## Given problem
In your copy, leave out the pictures and repeat the entries below exactly.

>> begin Material for this exercise

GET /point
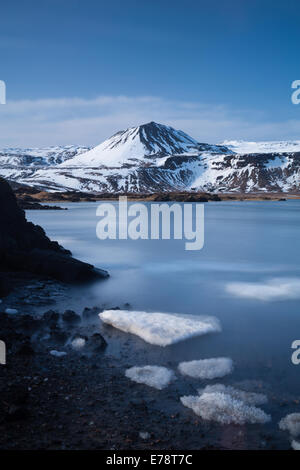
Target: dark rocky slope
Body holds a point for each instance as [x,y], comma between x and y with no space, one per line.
[25,247]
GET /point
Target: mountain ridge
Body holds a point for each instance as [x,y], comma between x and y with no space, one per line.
[154,157]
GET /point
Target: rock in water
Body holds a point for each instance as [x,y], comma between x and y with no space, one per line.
[25,246]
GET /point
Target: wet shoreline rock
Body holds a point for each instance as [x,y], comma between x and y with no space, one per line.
[25,247]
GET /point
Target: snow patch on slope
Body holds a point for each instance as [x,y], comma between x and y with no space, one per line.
[241,146]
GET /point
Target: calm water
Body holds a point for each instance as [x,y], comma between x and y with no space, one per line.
[244,242]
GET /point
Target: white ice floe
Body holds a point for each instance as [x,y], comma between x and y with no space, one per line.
[57,353]
[161,329]
[207,368]
[291,423]
[295,445]
[11,311]
[224,409]
[78,343]
[154,376]
[273,289]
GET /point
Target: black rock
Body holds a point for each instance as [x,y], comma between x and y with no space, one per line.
[26,349]
[71,317]
[25,247]
[96,342]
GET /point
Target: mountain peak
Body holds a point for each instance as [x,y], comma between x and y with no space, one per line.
[147,141]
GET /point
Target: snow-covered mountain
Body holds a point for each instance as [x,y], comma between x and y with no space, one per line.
[153,157]
[142,145]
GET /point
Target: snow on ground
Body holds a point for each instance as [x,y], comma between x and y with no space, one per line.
[291,423]
[207,368]
[249,398]
[11,311]
[58,353]
[78,343]
[154,376]
[295,445]
[241,146]
[273,289]
[161,329]
[224,409]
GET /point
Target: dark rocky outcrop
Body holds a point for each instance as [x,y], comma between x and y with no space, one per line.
[25,247]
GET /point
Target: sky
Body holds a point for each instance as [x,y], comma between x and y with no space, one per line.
[77,71]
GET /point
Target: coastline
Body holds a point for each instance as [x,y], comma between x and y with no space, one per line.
[84,401]
[29,197]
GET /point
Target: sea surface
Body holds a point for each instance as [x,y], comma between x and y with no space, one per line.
[247,275]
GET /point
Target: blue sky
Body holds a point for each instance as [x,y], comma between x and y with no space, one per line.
[78,70]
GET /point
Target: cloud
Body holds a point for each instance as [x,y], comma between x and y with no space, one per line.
[90,121]
[274,289]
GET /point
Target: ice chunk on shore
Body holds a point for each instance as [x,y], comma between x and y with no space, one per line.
[57,353]
[161,329]
[207,368]
[78,343]
[154,376]
[250,398]
[291,423]
[11,311]
[295,445]
[224,409]
[274,289]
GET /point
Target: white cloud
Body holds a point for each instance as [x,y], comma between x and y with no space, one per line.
[90,121]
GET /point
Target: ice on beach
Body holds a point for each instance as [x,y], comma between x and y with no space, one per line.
[224,409]
[154,376]
[207,368]
[295,445]
[78,343]
[57,353]
[161,329]
[11,311]
[274,289]
[291,423]
[249,398]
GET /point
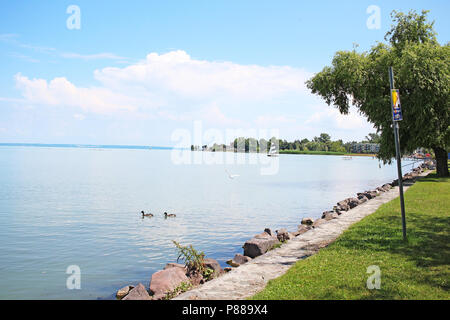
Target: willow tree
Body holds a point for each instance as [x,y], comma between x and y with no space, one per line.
[422,74]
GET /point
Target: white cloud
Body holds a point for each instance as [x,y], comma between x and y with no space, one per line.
[61,92]
[95,56]
[79,116]
[174,83]
[177,73]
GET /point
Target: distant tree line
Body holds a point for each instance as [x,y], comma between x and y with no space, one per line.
[321,143]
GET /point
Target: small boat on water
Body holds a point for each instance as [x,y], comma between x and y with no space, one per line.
[273,151]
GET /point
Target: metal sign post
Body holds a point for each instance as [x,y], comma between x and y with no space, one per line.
[396,117]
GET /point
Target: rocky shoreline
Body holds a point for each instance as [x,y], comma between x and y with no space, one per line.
[176,279]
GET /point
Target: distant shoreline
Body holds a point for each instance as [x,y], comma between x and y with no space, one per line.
[131,147]
[327,153]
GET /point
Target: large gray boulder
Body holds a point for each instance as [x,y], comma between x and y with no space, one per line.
[329,215]
[238,260]
[259,245]
[138,293]
[165,281]
[302,229]
[343,205]
[318,222]
[213,265]
[353,202]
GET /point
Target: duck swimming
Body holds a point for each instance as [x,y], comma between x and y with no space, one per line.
[169,215]
[146,214]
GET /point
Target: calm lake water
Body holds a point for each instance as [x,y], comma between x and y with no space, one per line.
[79,206]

>> end Material for this exercise

## Solved exercise
GET /point
Target: dark rocky slope
Body holds a point for each instance as [x,y], comma between x and y with no space, one per line.
[25,247]
GET /point
Target: mountain ridge
Body holds a point for each instance as [x,y], comma between x and y with no space, one per line.
[154,157]
GET /point
Target: rock in water
Body holds a point for each instance as [x,y], comma between x and y with no space, one per line.
[25,246]
GET /point
Target: wet shoreline rock
Body holds a point for each instance as [x,y], comma between x and y with no space, one per line.
[25,247]
GET /point
Target: snow patch on slope
Body holds a point for each instance as [x,y], comma between x and y with no space, one per line.
[241,146]
GET /point
Target: calm water
Body holds a point for each instance as [x,y], comma between x and y with no space, one per line.
[244,242]
GET /point
Target: white ice floe
Body holds a point for each instance as [x,y], comma between x and y with no space, one per line.
[57,353]
[161,329]
[207,368]
[291,423]
[295,445]
[11,311]
[224,409]
[78,343]
[154,376]
[273,289]
GET /point
Target: black rock
Body holds a point for each instance as [x,y], comma between x and y with no space, one per line.
[26,349]
[71,317]
[25,247]
[96,342]
GET /point
Target: mountain peak
Body holds a point for each instance as [x,y], comma between x and y with no space, one per line.
[147,141]
GET /point
Target: snow-covered mountain
Body holds a point for each instance as [x,y], comma between x and y with no space, one per line.
[153,157]
[142,145]
GET /point
Target: snow on ground
Body holds a point for each instance as [x,y], comma between x and y with no space, one per line.
[291,423]
[207,368]
[249,398]
[11,311]
[58,353]
[78,343]
[154,376]
[295,445]
[241,146]
[273,289]
[161,329]
[224,409]
GET /point
Target: dark rocky outcrop
Body holds a point for each instance as [x,y], comma between x and y with no space, one per line.
[25,247]
GET /point
Target: sky
Body holds a point for each instance as [x,y], comma between x and y with no space, one per line.
[77,71]
GET /point
Target: coastline
Body holds a point for each instance as [x,y], comma between x and y with no space, one per line.
[84,401]
[29,197]
GET /point
Target: sea surface
Body holds a point for each instance as [x,y], comma between x and y with no space, one per line.
[247,275]
GET /point
Target: blue sky
Body holds a point for each instance as [x,y], comma between x and y with no space, one per line.
[78,70]
GET /point
Target: cloud
Body holds a point for each instance as [x,y], comma between x and y with no space, one per line.
[90,121]
[274,289]
GET /point
Target: ice chunk on shore
Body holds a point for each instance as [x,y], comma between x and y with no space, one per line.
[57,353]
[161,329]
[207,368]
[78,343]
[154,376]
[250,398]
[291,423]
[11,311]
[295,445]
[224,409]
[274,289]
GET /point
Target: white cloud
Body holds a point for each instance as [x,y], comma between x and y with no space, one per line.
[90,121]
GET /point
Target: ice on beach
Body holds a point for each instance as [x,y], comma between x and y with no space, one per line.
[224,409]
[154,376]
[207,368]
[295,445]
[78,343]
[57,353]
[161,329]
[11,311]
[274,289]
[291,423]
[249,398]
GET /point
Target: willow tree
Body holds a point for each instance as [x,y], comma between x and y with no space, one per line.
[422,74]
GET /point
Target: white cloud
Body holds a point for each instance as [x,y], comma between x and y with no space, one per line.
[61,92]
[95,56]
[79,116]
[174,83]
[177,73]
GET /point
Target: distant tree line
Body holds a point for each instance as [x,y], comma between x and y with no space, one per line.
[321,143]
GET /point
Target: small boat on water
Body holds a point for each instance as [x,y], comma between x and y with no space, one per line.
[273,151]
GET /point
Target: metal sign post
Body holds a point for each instance as [x,y], comma between x and y with no space, one per line.
[396,117]
GET /point
Target: rocky shoreline
Body holds a point for each instance as [x,y], comma between x and y with no space, one per line.
[176,279]
GET /point
Target: distant shoreline
Body holds a point for each instance as [x,y], comma between x and y with no space, one per line.
[131,147]
[327,153]
GET /point
Target: large gray boulder
Body holds a point for each instance as [x,y], comma between x and y with no space, one per line.
[329,215]
[238,260]
[259,245]
[138,293]
[165,281]
[302,229]
[343,205]
[318,222]
[213,265]
[353,202]
GET /point
Target: duck swimming
Body holds a point for each instance as [x,y], comma between x and y with no space, one per line.
[169,215]
[146,214]
GET /point
Target: calm lake water
Body holds a point for each instance as [x,y], comma between x and y with no space, one per line.
[79,206]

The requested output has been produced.